◆ Problem details
Please filter the data below down to the lines holding the string "erect".

Natural-language object grounding data

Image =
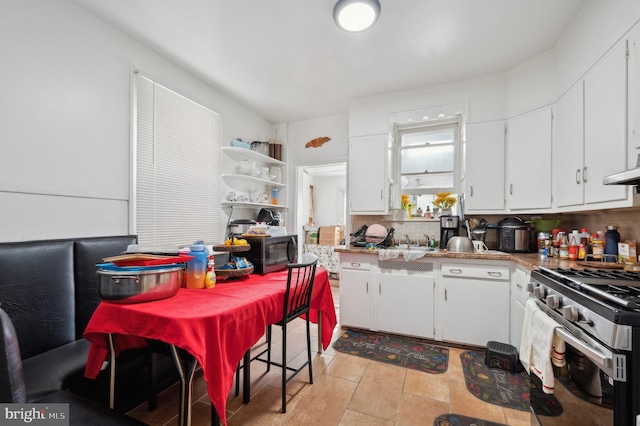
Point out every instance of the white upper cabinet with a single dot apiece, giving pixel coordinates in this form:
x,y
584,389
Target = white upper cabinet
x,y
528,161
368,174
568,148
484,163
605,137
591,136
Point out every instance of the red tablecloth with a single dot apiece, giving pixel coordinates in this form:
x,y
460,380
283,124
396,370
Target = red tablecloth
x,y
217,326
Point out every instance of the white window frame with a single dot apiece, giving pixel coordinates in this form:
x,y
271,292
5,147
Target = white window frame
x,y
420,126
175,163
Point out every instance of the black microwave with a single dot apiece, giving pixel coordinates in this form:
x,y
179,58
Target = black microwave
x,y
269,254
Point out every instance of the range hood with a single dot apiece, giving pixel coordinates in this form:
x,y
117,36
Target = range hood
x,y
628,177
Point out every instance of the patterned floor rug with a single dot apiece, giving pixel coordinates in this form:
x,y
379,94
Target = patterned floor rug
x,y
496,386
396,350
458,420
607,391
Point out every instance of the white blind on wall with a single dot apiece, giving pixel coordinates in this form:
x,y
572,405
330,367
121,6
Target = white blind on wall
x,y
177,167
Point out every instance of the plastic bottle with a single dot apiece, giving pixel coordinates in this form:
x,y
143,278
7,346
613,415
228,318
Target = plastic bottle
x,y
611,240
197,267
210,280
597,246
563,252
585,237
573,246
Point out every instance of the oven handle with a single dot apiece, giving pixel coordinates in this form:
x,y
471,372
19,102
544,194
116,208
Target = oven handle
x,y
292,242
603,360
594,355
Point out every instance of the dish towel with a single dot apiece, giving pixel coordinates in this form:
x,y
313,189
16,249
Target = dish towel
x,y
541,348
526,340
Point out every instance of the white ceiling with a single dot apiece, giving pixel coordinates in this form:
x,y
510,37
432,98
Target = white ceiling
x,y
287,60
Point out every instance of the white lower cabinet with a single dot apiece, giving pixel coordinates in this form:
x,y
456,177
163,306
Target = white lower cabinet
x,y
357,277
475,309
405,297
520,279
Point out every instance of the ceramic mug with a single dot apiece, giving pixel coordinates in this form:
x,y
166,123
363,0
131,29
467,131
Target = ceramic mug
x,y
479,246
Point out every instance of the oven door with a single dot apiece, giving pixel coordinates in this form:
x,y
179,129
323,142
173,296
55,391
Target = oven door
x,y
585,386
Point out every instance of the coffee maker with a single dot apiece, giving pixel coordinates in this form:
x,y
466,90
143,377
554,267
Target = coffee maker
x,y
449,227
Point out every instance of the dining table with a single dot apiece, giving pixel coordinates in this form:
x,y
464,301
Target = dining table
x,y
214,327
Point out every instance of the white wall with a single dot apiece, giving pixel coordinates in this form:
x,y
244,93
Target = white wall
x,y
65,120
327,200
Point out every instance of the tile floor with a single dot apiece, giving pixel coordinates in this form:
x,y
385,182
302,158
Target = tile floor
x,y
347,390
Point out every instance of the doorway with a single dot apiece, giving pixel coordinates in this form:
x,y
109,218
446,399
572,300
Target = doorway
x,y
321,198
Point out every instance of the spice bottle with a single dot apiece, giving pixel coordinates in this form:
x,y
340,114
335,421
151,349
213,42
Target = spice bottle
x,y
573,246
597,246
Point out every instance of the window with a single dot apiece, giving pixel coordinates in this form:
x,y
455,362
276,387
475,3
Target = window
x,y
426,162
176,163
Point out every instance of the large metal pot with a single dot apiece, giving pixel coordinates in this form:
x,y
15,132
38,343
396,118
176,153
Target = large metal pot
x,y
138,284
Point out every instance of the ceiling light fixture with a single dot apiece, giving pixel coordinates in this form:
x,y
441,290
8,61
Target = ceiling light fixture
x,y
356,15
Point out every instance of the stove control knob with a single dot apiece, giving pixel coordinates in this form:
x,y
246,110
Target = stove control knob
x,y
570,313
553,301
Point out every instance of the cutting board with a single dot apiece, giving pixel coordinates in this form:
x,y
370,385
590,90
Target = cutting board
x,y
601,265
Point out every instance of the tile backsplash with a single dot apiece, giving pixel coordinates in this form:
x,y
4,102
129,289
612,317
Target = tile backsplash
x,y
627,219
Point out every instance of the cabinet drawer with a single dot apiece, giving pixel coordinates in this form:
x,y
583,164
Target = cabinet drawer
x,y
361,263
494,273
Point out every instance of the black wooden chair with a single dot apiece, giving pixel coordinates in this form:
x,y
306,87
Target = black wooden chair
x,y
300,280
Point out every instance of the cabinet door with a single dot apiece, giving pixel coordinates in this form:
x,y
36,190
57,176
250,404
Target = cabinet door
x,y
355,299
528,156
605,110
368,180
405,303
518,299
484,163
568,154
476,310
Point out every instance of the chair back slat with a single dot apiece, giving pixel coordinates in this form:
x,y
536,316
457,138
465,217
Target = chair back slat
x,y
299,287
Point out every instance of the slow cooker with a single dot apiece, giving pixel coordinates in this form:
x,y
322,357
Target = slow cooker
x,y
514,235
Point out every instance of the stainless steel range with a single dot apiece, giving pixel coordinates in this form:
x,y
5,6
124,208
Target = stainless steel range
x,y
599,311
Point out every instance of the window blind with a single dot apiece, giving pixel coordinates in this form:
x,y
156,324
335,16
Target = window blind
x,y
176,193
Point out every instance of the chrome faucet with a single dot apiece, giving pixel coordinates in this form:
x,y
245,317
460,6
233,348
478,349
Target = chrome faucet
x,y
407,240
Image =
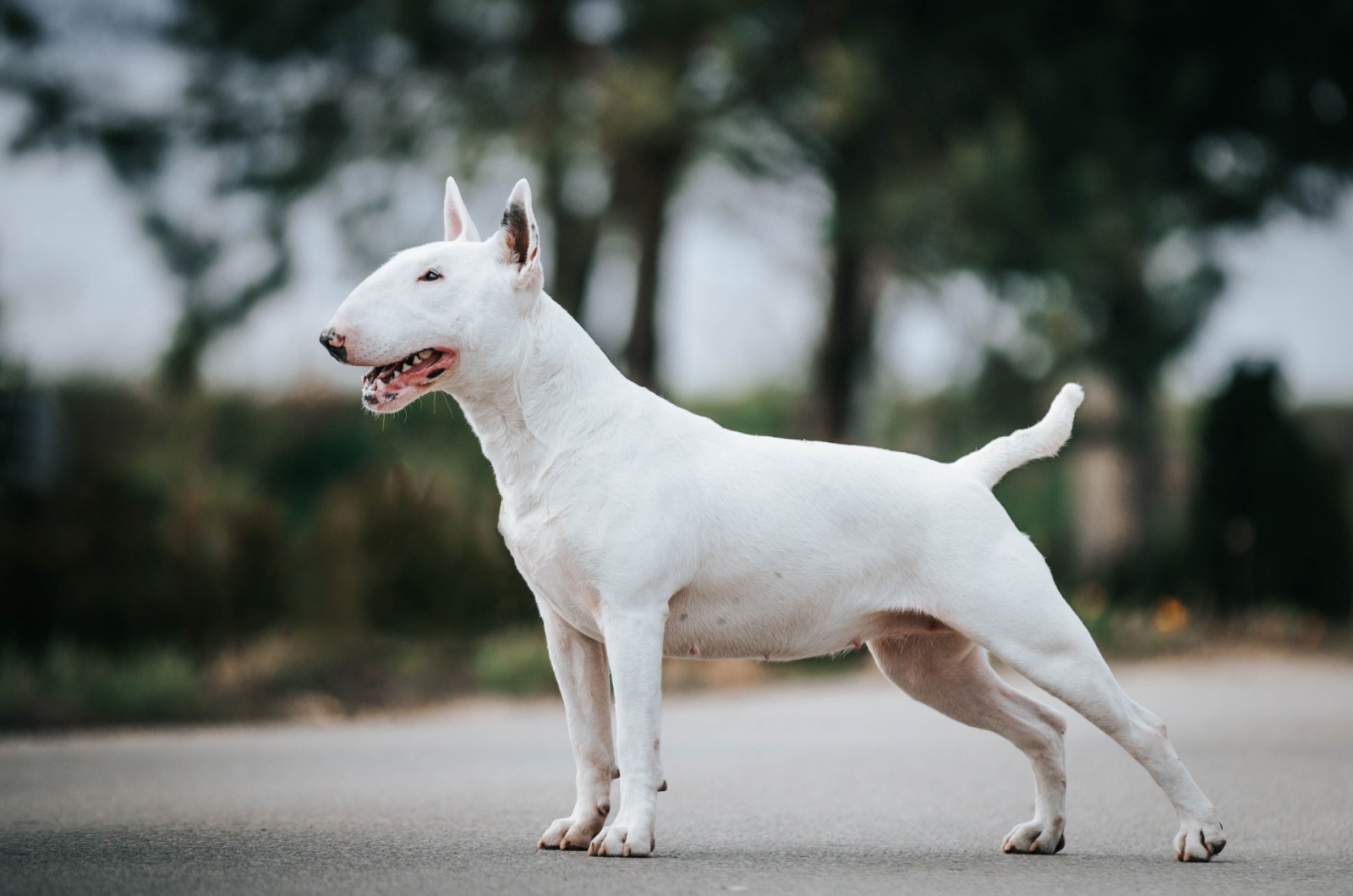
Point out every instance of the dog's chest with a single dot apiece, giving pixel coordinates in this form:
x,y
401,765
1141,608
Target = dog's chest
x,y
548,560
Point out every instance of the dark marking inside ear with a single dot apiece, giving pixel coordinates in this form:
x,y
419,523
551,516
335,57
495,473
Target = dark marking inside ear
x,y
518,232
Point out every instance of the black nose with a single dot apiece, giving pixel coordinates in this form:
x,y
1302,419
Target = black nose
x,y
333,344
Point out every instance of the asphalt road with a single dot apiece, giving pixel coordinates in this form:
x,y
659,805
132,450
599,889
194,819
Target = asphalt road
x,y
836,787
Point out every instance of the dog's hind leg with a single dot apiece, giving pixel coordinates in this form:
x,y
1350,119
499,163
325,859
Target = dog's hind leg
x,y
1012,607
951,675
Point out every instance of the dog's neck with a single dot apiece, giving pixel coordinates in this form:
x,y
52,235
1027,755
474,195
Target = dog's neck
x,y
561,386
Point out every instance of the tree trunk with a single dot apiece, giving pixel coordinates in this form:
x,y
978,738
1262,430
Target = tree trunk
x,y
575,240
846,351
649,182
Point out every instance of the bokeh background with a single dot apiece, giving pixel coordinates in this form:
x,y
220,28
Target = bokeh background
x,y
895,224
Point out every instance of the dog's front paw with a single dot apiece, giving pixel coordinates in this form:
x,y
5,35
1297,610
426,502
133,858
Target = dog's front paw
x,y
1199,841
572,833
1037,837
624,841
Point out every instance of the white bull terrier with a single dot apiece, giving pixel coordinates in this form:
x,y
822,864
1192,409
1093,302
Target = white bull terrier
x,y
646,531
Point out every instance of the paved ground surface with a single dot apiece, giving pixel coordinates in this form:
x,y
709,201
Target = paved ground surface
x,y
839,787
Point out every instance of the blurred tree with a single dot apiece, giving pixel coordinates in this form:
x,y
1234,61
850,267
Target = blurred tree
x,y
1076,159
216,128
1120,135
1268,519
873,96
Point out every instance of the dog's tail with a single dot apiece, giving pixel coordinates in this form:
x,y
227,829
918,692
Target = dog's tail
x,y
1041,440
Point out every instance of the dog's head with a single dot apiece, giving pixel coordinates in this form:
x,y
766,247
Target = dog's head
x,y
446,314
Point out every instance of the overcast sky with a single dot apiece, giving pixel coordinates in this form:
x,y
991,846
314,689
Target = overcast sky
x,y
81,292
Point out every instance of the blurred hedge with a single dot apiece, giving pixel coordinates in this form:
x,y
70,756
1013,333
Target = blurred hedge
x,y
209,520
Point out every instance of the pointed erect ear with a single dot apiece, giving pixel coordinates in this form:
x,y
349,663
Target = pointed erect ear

◆ Finished task
Point out every instance of the pointed erect ear with a single dot apiece, giving pixel coordinates in this form:
Target = pointed erect ear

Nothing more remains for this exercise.